◆ **WHAT YOU NEED TO DO**:
Reproduce, word for word, the section of the walnut face scrub passage that opens with the words containing "However, not everyone" and closes with "allegedly damaging skin.".
Start of SELECTED PASSAGE
In a video for the release, Jenner said the face scrub is really gentle.
"It's gentle enough to use every day, I recommend two or three times a week," she said. "That's how much I use it."
She continued to say some walnut face scrubs are kind of harsh on the skin.
"This isn't too abrasive," she said. "It really leaves my skin feeling super baby soft, it makes you look glowy, it takes away dead skin cells. My walnut face scrub is my secret to my fresh face."
However, not everyone is convinced.
The founder of skincare brand Haus Urban Hassan Sayyed posted a video on Twitter saying it had been his personal mission over the past decade to stop people using face scrubs like the St. Ives apricot scrub, which was involved in a lawsuit in 2016 for allegedly damaging skin.
"There are walnut shells in it, and when you drag them across your face as an exfoliator, you are creating micro-tears in the skin, you are cutting your face over and over and over again," he said.
End of SELECTED PASSAGE
Start of EXCERPTED RECORDS
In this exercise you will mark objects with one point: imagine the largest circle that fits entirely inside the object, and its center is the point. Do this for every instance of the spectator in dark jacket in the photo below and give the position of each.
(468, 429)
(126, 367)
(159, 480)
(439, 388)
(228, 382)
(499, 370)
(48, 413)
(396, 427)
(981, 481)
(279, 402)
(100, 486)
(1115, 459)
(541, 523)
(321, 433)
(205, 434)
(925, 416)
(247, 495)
End of EXCERPTED RECORDS
Start of EXCERPTED RECORDS
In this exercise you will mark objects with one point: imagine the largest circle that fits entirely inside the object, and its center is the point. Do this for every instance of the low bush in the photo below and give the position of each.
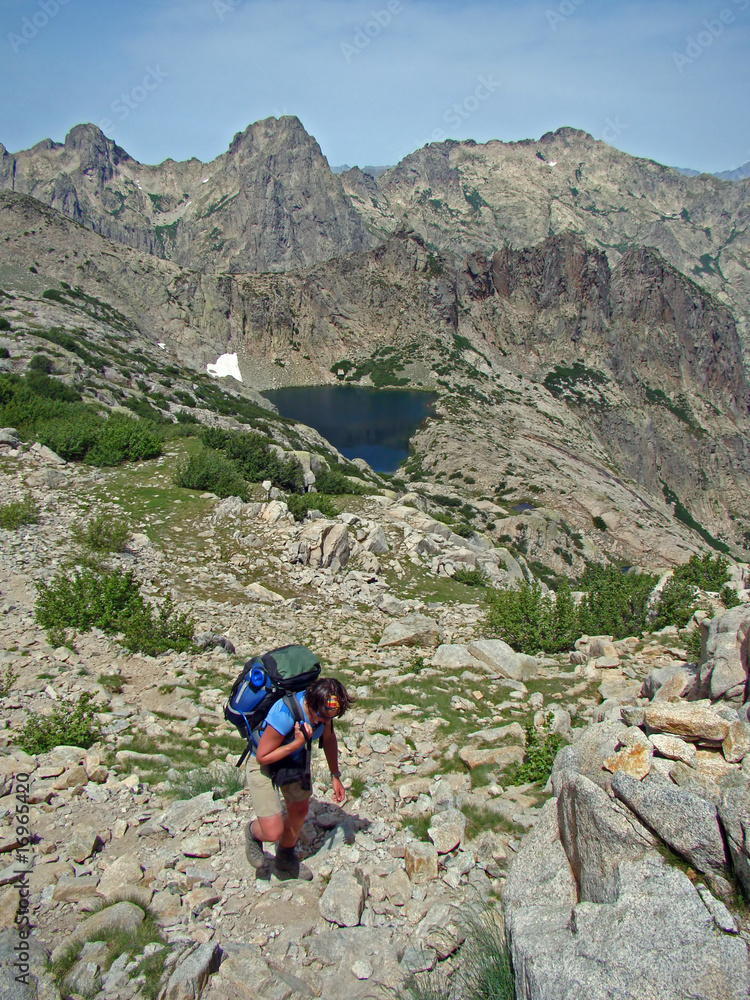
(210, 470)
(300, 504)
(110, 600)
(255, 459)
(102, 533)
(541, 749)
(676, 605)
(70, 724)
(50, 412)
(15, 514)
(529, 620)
End of EXCERPTED RECORDS
◆ **EXERCISE ANSWER**:
However, not everyone is convinced.
The founder of skincare brand Haus Urban Hassan Sayyed posted a video on Twitter saying it had been his personal mission over the past decade to stop people using face scrubs like the St. Ives apricot scrub, which was involved in a lawsuit in 2016 for allegedly damaging skin.